--- START ---

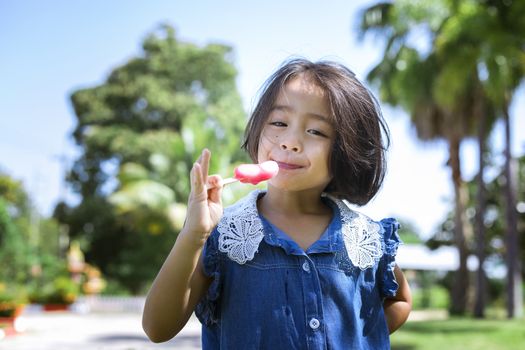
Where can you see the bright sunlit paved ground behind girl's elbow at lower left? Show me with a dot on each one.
(93, 331)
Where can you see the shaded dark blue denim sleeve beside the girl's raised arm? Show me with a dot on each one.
(207, 310)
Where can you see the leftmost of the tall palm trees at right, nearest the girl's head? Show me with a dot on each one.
(441, 91)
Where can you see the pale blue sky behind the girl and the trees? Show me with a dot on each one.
(49, 49)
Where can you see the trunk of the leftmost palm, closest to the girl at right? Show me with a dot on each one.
(461, 278)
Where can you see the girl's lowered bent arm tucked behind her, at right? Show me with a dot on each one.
(398, 307)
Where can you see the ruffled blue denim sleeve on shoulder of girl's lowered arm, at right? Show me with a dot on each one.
(388, 261)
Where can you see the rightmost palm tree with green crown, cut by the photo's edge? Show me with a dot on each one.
(504, 57)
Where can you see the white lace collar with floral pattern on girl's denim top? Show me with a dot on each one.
(241, 231)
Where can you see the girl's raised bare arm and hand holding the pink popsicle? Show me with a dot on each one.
(181, 282)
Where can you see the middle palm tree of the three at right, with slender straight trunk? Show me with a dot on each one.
(460, 40)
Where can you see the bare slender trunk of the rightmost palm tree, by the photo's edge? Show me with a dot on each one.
(514, 289)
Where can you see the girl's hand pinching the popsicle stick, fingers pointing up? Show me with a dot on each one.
(204, 203)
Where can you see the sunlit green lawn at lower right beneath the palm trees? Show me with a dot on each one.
(460, 334)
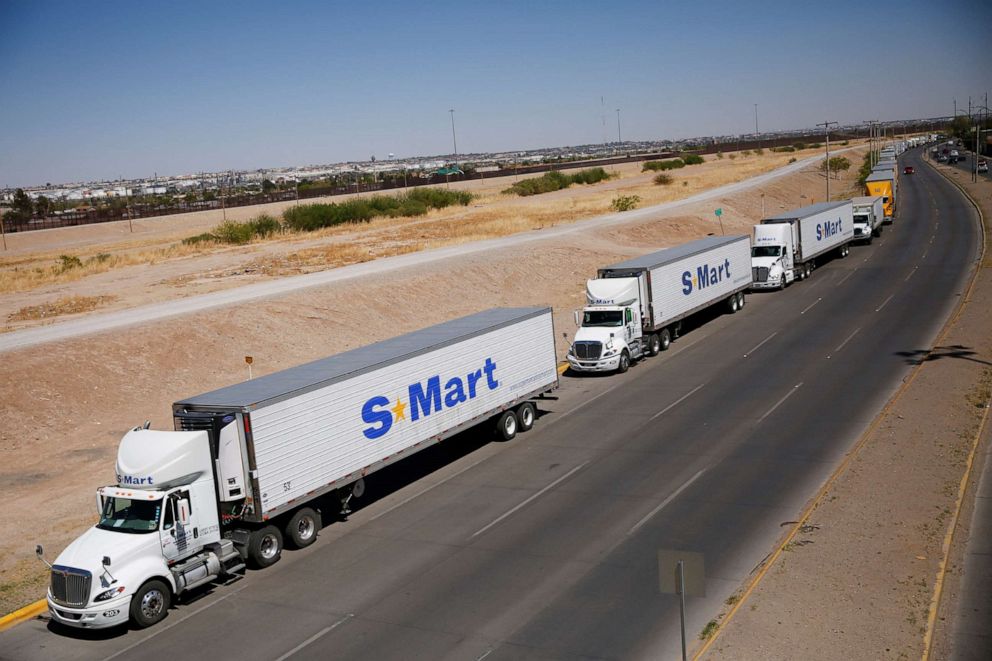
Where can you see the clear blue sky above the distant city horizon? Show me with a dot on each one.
(107, 89)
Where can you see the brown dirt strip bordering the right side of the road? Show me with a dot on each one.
(857, 580)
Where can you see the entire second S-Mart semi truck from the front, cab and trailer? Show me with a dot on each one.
(635, 308)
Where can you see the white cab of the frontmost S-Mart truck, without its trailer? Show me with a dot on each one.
(158, 535)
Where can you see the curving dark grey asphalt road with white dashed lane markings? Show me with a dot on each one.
(547, 547)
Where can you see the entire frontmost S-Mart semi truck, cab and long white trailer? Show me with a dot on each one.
(248, 465)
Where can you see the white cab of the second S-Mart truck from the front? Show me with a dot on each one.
(609, 330)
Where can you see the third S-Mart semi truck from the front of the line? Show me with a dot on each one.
(786, 246)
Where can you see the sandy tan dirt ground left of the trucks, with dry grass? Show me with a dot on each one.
(67, 404)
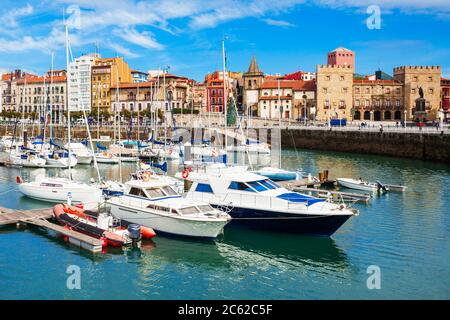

--- END ---

> [What is expected]:
Give back the data verbatim. The pictures are not part of the copy.

> [Solved exercise]:
Where can you see the bright sunlit paved ground behind girl's elbow at lower left? Show me with a dot on each one.
(93, 331)
Where can you see the shaded dark blue denim sleeve beside the girl's raised arm? Show me with a dot on each one.
(207, 310)
Where can you see the leftmost of the tall palm trees at right, nearest the girl's head? Show me with a dot on each one.
(441, 91)
Where can you see the pale blue sky behind the girl and the trees? Show me with a dot on each one.
(49, 49)
Where can you see the trunk of the leftmost palm, closest to the girl at right? Show me with a dot on each one.
(461, 278)
Where can you see the girl's lowered bent arm tucked behind her, at right? Show me with a dot on each one.
(398, 307)
Where can you see the ruffled blue denim sleeve on shoulder of girl's lowered arm, at right? Show me with a dot on each one.
(388, 261)
Where can you see the rightmost palm tree with green crown, cut by the photo's edge? Show me with a dot on each one.
(504, 57)
Where can you see the white lace collar with floral pattern on girl's denim top? Show me with a dot on each one.
(241, 231)
Where can you see the girl's raised bare arm and hand holding the pink popsicle? Show me with a dot on each one.
(181, 282)
Where can you see the middle palm tree of the three at right, with slender straight trunk? Show me with a dot on each one.
(460, 40)
Where can you see the bare slender trunk of the rightmost palm tree, by the photo's edge? Show me with a dot on each one.
(514, 289)
Where can you see the girl's hand pinching the popsicle stick, fingers pointing up? Show me with a dot on each one.
(204, 203)
Where can you see the sunlit green lawn at lower right beneath the palm trees? Show me with a dot on each one.
(460, 334)
Where can you see the clear blue sky above the distant city horizon? Show me with a dot on each one.
(107, 89)
Where can you see the brown dirt strip bordering the right side of the road? Show me with a dot on each one.
(857, 580)
Where can you see the entire second S-Mart semi truck from the front, cab and trailer? Show me with a dot on each one.
(635, 308)
Where can you see the white cab of the frontmost S-Mart truck, without its trailer? Show me with a dot on each one.
(158, 535)
Where can you see the curving dark grey asphalt road with white dashed lane markings? Show me with a dot on each one.
(547, 547)
Where can you see the entire frontmost S-Mart semi truck, cab and long white trailer? Show me with a dot on each one.
(248, 465)
Where can you see the white cab of the second S-Mart truck from the front? Show me with a dot on each one.
(609, 330)
Where can you see the third S-Mart semi truck from the front of the line? Show me with a dot on each one.
(786, 246)
Where can you see the sandy tan dirt ground left of the trucks, with dry grass? Show me with a dot on each one.
(67, 404)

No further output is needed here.